• **Written task**
Retype the entire "Receive the Power" text below, word for word.

### Supplied text ###

Single by Guy Sebastian and Paulini
- Released: 1 July 2007
- Recorded: 2007
- Genre: Christian, gospel
- Length: 5:10
- Label: Sony BMG
- Songwriters: Guy Sebastian, Gary Pinto

Guy Sebastian singles chronology
| "Cover on My Heart" (2007) | "Receive the Power" (2007) | "Like It Like That" (2009) |

Paulini singles chronology
| "I Believe" (2006) | "Receive the Power" (2007) | "Scarless" (2009) |

= Receive the Power =

"Receive the Power" is a gospel song written by Guy Sebastian and Gary Pinto, and performed by Sebastian and Paulini. It was chosen in May 2007 as the official anthem for the Roman Catholic Church's XXIII World Youth Day (WYD08) held in Sydney in 2008.

### Data extract ###

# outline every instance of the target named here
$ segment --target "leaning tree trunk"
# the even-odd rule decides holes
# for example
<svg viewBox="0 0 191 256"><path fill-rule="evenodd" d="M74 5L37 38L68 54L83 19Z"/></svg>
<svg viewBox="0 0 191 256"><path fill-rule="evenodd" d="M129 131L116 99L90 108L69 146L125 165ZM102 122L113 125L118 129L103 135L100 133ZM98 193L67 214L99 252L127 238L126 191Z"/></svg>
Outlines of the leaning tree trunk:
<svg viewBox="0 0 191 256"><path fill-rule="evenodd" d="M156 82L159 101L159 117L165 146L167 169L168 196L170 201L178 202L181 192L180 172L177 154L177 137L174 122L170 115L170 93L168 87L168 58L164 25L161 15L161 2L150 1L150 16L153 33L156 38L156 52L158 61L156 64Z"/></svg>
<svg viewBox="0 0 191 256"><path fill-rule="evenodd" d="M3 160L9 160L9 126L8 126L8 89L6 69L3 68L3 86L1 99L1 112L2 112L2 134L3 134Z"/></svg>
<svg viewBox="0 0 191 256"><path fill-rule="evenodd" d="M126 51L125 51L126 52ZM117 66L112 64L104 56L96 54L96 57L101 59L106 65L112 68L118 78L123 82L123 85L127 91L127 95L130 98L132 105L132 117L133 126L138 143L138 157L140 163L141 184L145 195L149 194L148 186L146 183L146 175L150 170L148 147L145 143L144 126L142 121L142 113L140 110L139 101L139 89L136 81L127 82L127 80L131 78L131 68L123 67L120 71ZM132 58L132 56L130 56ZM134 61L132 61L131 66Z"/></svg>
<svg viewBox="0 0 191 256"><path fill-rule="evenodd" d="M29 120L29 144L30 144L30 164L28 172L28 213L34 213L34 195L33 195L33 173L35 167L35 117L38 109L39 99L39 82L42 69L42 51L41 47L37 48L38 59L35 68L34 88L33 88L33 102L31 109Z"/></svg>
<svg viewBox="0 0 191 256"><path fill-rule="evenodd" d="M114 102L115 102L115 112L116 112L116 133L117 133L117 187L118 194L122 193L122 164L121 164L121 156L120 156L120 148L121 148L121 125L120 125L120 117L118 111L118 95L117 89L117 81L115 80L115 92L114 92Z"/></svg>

###

• **The answer**
Single by Guy Sebastian and Paulini
- Released: 1 July 2007
- Recorded: 2007
- Genre: Christian, gospel
- Length: 5:10
- Label: Sony BMG
- Songwriters: Guy Sebastian, Gary Pinto

Guy Sebastian singles chronology
| "Cover on My Heart" (2007) | "Receive the Power" (2007) | "Like It Like That" (2009) |

Paulini singles chronology
| "I Believe" (2006) | "Receive the Power" (2007) | "Scarless" (2009) |

= Receive the Power =

"Receive the Power" is a gospel song written by Guy Sebastian and Gary Pinto, and performed by Sebastian and Paulini. It was chosen in May 2007 as the official anthem for the Roman Catholic Church's XXIII World Youth Day (WYD08) held in Sydney in 2008.